▸ TASK TO COMPLETE
Reproduce the records below, starting at their beginning and stopping after the line that contains "[(344, 182), (325, 200)]". Change "brake lever" to "handlebar grip", keep everything else unchanged, and omit the pictures.

▸ SUPPLIED MATERIAL
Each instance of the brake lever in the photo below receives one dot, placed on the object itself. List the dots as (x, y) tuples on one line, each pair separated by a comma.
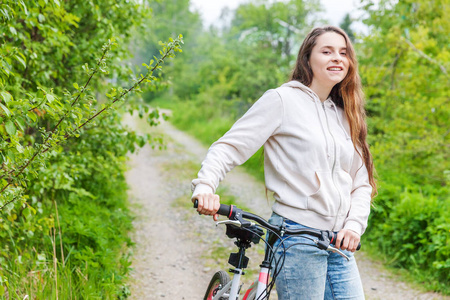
[(333, 249), (229, 222)]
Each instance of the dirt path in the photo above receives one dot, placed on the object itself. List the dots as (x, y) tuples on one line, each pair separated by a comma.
[(172, 257)]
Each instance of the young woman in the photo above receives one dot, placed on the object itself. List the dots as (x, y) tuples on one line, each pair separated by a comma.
[(316, 162)]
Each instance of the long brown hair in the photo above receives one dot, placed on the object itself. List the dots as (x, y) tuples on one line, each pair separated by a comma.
[(347, 94)]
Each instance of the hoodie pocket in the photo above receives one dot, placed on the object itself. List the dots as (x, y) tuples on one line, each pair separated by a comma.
[(344, 182), (325, 200)]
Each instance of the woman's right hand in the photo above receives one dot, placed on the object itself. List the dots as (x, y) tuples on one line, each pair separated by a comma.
[(208, 204)]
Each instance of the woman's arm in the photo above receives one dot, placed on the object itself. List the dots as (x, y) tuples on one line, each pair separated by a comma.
[(246, 136)]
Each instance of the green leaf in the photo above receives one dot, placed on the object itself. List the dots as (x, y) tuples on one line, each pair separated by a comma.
[(10, 128)]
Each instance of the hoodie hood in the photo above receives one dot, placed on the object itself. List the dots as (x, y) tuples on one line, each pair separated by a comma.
[(301, 86)]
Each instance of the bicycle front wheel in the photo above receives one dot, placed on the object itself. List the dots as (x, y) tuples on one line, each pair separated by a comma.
[(218, 281)]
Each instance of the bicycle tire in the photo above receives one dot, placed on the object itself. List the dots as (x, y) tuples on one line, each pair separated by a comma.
[(219, 280)]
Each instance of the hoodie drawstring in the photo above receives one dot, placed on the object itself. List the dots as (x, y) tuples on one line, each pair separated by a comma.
[(340, 122), (321, 125)]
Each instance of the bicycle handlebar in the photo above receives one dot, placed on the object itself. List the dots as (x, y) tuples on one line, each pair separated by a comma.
[(234, 213)]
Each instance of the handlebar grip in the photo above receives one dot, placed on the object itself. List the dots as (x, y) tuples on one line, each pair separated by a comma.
[(334, 239), (224, 210)]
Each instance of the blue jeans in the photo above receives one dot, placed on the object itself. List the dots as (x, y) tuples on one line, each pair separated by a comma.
[(310, 273)]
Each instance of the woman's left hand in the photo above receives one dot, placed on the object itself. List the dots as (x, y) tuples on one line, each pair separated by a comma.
[(350, 240)]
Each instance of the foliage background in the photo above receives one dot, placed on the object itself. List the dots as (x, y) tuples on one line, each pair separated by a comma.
[(64, 214)]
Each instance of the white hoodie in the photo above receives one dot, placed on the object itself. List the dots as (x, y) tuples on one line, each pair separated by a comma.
[(310, 164)]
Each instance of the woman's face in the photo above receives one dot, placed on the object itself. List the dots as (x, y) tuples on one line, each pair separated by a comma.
[(328, 60)]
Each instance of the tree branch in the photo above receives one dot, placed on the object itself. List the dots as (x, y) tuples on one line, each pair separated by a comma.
[(421, 53)]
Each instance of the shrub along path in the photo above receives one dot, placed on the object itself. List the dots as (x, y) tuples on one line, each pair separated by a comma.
[(173, 254)]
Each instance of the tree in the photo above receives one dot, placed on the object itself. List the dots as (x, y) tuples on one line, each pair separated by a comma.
[(404, 66), (63, 147), (346, 26)]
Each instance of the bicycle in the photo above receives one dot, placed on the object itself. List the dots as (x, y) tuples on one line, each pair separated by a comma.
[(246, 233)]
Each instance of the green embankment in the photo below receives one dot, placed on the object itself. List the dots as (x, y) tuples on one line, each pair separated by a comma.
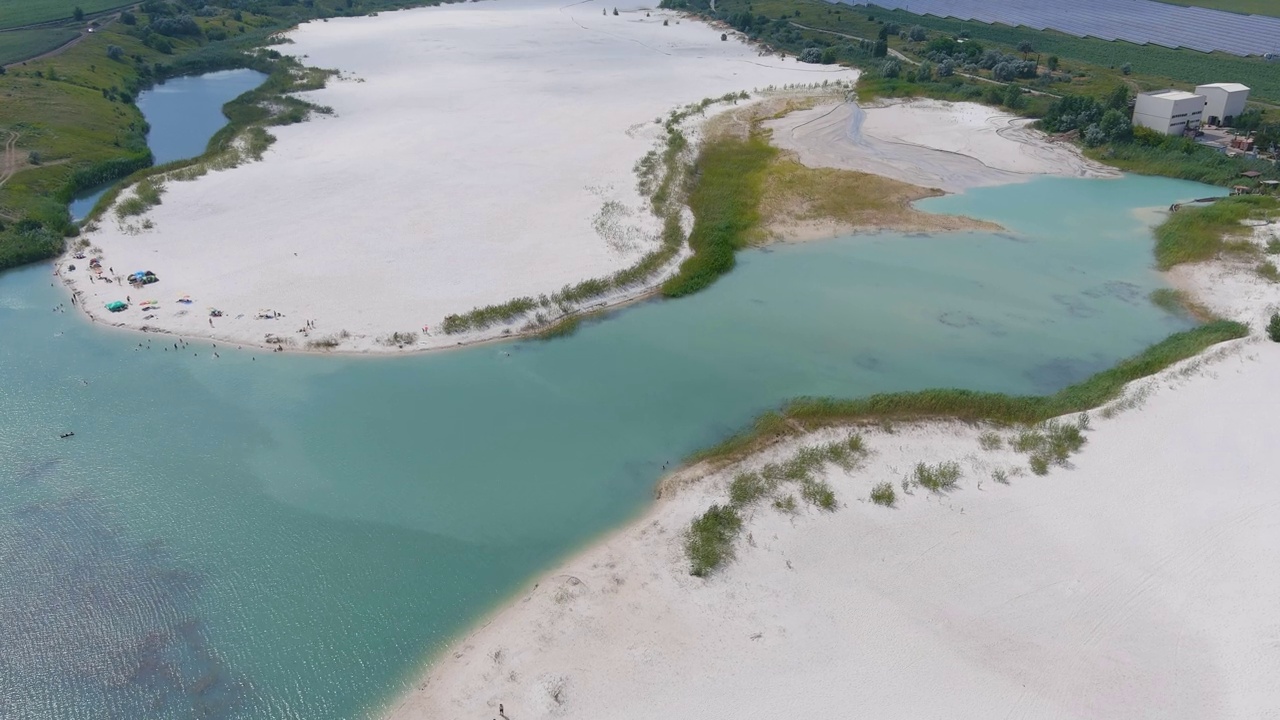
[(1246, 7), (18, 13), (19, 45), (1194, 235), (725, 201)]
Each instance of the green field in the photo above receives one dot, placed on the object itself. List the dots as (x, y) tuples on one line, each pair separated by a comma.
[(17, 13), (23, 44), (1248, 7)]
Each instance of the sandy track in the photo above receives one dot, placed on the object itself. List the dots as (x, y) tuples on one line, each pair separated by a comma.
[(929, 144)]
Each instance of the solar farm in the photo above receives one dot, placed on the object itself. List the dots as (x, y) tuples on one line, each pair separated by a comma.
[(1143, 22)]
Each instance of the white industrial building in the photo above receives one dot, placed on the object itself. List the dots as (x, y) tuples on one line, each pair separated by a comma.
[(1223, 101), (1169, 112)]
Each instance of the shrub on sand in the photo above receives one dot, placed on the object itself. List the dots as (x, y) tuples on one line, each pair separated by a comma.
[(883, 495), (711, 540)]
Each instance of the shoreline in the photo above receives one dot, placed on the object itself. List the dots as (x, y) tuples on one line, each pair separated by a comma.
[(321, 283), (1228, 287)]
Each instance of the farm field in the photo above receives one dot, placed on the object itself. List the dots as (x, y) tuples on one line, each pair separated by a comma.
[(1251, 7), (17, 13), (1151, 64), (23, 44)]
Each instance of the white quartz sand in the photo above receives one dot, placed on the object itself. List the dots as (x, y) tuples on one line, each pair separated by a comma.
[(951, 146), (479, 151), (1142, 582)]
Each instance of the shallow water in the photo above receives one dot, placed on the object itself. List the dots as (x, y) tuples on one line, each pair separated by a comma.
[(279, 536), (183, 114)]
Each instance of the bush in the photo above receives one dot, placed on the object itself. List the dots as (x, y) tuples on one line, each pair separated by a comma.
[(711, 540), (883, 495), (937, 478), (746, 488), (810, 55), (818, 493), (1274, 327)]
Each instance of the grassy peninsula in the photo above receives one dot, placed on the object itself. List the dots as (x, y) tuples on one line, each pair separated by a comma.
[(69, 121)]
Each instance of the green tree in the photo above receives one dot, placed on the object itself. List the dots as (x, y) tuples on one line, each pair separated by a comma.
[(1118, 99), (1014, 98)]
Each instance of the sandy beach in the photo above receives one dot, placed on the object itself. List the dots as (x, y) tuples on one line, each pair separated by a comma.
[(1137, 583), (478, 153), (951, 146)]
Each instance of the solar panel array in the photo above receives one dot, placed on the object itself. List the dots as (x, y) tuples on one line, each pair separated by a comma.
[(1134, 21)]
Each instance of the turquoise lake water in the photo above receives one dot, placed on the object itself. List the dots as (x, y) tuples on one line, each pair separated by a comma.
[(183, 114), (278, 536)]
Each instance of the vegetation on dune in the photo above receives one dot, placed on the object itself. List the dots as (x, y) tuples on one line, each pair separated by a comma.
[(814, 413), (709, 540), (725, 201), (1193, 235)]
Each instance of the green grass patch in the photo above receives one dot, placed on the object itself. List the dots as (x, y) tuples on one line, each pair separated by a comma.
[(17, 13), (1266, 270), (726, 200), (883, 493), (937, 478), (1246, 7), (813, 413), (1193, 235), (23, 44), (709, 541)]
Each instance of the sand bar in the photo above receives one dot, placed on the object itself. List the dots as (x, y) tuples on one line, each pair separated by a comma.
[(1138, 583), (478, 153), (951, 146)]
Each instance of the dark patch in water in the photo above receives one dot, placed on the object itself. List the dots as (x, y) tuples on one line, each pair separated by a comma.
[(1075, 306), (1056, 374), (869, 363), (958, 319), (37, 470), (97, 624)]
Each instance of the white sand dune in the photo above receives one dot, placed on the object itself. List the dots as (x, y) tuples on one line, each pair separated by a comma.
[(472, 150), (947, 145), (1139, 583)]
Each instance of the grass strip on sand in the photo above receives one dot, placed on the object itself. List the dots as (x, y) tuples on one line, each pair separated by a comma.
[(1193, 235), (726, 199), (807, 414)]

▸ TASK OUTPUT
Each instance of the handlebar grip in the photo below receives one dot, placed on the object itself. List the dots as (x, y) tuples on one line, each pair separated by a comma.
[(333, 249), (229, 222)]
Each instance of the dirt path in the photo above receives one dot, placed on the object itself. List the dots as (x, y) tuples on one line, each pair separated by a comma.
[(172, 257)]
Each instance of the young woman in the photo above receives one dot, placed on the object itself. List the dots as (x, y) tuples on one line, each pair separated by a comma.
[(316, 162)]
Each instance of the long brown hair in the photo above receives one dot, placed on the object itself. List the dots as (x, y) tuples on one line, each pair separated by a comma.
[(347, 94)]
Each instance of the hoodie pocket in the photo above receives one dot, placed on the object itself. List the dots as (x, y) tuples on one line, each pair separated by a comma.
[(344, 182), (325, 200)]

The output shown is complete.